WHAT IS EXPECTED
All entries below must be reproduced without a single change.

DATA EXCERPTS
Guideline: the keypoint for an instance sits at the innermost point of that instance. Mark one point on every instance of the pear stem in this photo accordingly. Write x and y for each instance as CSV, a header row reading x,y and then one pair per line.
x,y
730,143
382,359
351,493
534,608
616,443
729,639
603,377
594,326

SOLUTION
Guideline: the keypoint for an instance sits at the innermost point of that instance. Mark one point on every instance of the pear stem in this photo accordingly. Write x and y for each instance as CSV, a header row reading x,y and then one pair per line.
x,y
730,143
382,359
351,493
534,608
616,443
729,639
603,377
594,326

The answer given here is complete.